→ EXERCISE TASKS:
[a] In the forum thread on falling iron ore prices, what share of gold demand is attributed to jewelry?
[b] Decide whether each statement agrees with the forum thread on falling iron ore prices, answering yes or no and quoting the deciding words: (i) Platinum and silver have significantly more industrial uses than gold. (ii) In the medium term, the AUD is named as the important factor. (iii) Most jewelry demand for gold comes from China and India.

→ TEXT SHOWN:
* * * * * * * * *
Iron ore dropping

ok, I was not including stores of wealth [such as bullion]. I was primarily referring to industrial uses and comparing it to other similar hard assets in the basket like platinum or silver. In that comparison, both platinum and silver have significantly more industrial uses than gold.

By the way, I like your screen name- hobo...despite you dealing with gold/silver bullion. I don't know anyother hobo's that have such a hobby:D
Fair enough, definitely agree that Gold is much less of an industrial metal than silver and platinum. Gold's lack of 'practical' uses & resultant stock to flow ratio are attributes that make Gold useful as a wealth reserve asset.

Once I have enough precious metal bricks I will build my house out of them ;)
 
Iron Ore is a Steel at these prices ;)

Few views you can take.

Short-term, if the AUD goes up, commodity punters will switch to punting iron ore prices because one is kind of a proxy for the other.

Medium-term, China housing construction is important.

Long-term, you'd have to work out at whether if prices fall more, producers such as Atlas Iron will be impacted. Once the likes of Atlas and Grange are impacted, there are few producers left in Australia and prices should find a floor.
 
I'm well aware of Gold's uses. Note that I was responding to peter fraser's comment "The only demand for gold is in jewellery" which is factually incorrect. Technically jewellery demand makes up around 50-60%, with industrial & investment demand (coins, bars, ETFs and Central Banks) making up the balance. However, most of the jewellery demand is from China and India, arguably a lot of this is purchased as a store of wealth, a savings vehicle or investment asset, despite it being purchased in the form of jewellery. So even to claim firmly that most is used (only) for jewellery is misleading at best given that it's a mixed use asset.
* * * * * * * * *
→ GIVEN DATA:
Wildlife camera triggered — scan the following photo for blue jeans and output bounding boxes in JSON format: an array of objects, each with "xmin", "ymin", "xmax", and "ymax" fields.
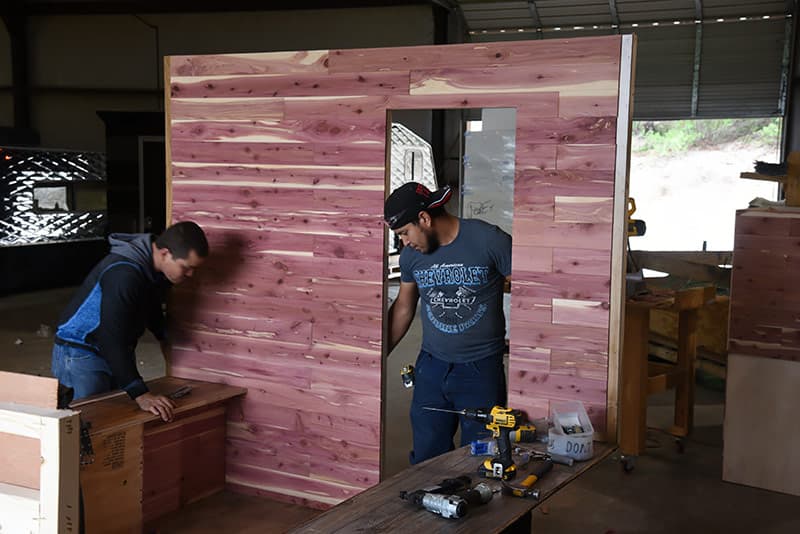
* * * * * * * * *
→ WRITTEN ANSWERS:
[a] Around 50-60%.

[b]
(i) Yes: "both platinum and silver have significantly more industrial uses than gold"
(ii) No: "Medium-term, China housing construction is important."
(iii) Yes: "most of the jewellery demand is from China and India"